──────── Source text
I still don't get the "improper speed" citation though.


----------



## Unkle Toad

if your going to "buzz" a police boat you must be going at least 8 knotts .. I think I read that somewhere .. 

seriously I really like finding out about these things and how different laws and stuff work in different areas I am interested to find out what really happened and why they were stopped.


----------



## Ajax_MD

Is it possible that the police thought that he was going to slow in the channel, creating a hazard? "Improper speed" doesn't have to mean speeding.

Even so, the charge is bunk. Sounds like the Law just had a bug up their ass that day.


----------



## Seaduction

Geeesh! The nerve of those cops; parking right next to a racing buoy and getting irked because the racer "buzzed" them?! Like sitting on the track at the Daytona 500 and pulling over the "speeders" whizzing by!:hothead


----------



## Sal Paradise

On the Hudson River we have many police boats. This has been written up extensively in local papers such as the Times Herald Record. One guy got stopped like 8 different times crossing Newburgh Bay a few years ago, each time by a different agaency. The local talk is that any boat with women in bikinis will get stopped at least 4 times in a day. 

They stop boats just because that is the job. There are damn few rescues and almost no crime. Difficult to justify a $200,000 boat and two $100,000 salaries and then put no stops on the daily report. Many LE's on these boats come off as smug and heavy handed and they probably couldn't care less about a sailboat race. They want to make a stop, they make it. Expired flares are a favorite citation on the Hudson. And if they can't find anything to write, they write something vague. I have been stopped because they " couldn't see my registration sticker" I pointed to the bow and said - its right there. Then they said they wanted to do a safety check. Mandatory. The boat could have been stopped just because they were close and caught the attention of the officers.
────────────────
──────── Data lines
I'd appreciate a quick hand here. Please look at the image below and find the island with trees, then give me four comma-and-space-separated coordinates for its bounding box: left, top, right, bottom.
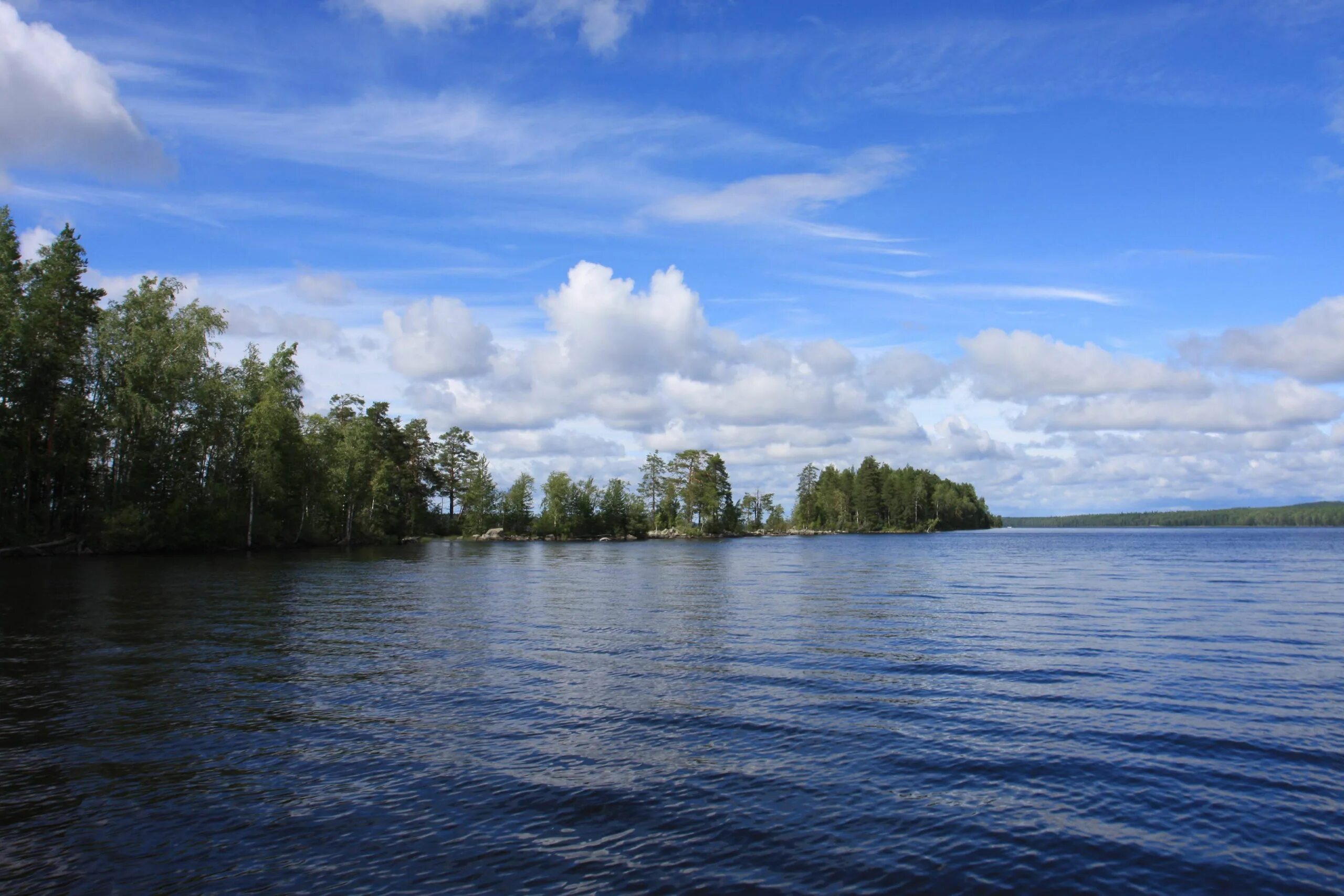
1003, 501, 1344, 529
0, 208, 999, 553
────────────────
Directions for this task:
Extend the forum thread about police boat stops and the "improper speed" citation, beginning right after its final sentence.

Result for this exercise:
----------



## zz4gta

More facts please.


----------



## RobGallagher

Yea, more facts.

Some, notice I use the word "some", racers can be very rude. Someone should have put the word "RACERS" under seaplanes in the ColRegs pecking order. 

edit: Colregs and Inland rules as S/V Auspicious so kindly pointed out.


----------



## CalebD

Ok, so I did hear from the fellow who was stopped. 
Apparently the Westchester County police boat was hovering near the #8 buoy which was the upwind mark.
The sailboat trying to make the mark initially tried to head in front of the police boat which was moving. Then he changed course to pass the police boat by the stern which was about when they stopped him. 
Sounds to me as though the sailboat was just in the wrong place at the wrong time. Perhaps I could also say that the police boat was as well.
Obviously the racer's course took him within close proximity to the police boat which seems to be the reason for boarding.
I still don't get the "improper speed" citation though.

I'll be giving any/all LE vessels a wide berth even when racing. We sometimes have to dodge tugs with barges and other large ships; this just adds one more category of boats to avoid.


----------



## SlowButSteady

It sounds more like "improper speed close to another vessel", rather than "improper speed" _per se_. It also sounds a bit like the cops thought there was going to be a collision, got a little pissed, and went after the sailboat for anything they could think of. Depending on how close the sailboat cut it, I might be pissed too. Face it, racing boats are still obligated to follow the COLREGS, or Inland Rules, as the case may be.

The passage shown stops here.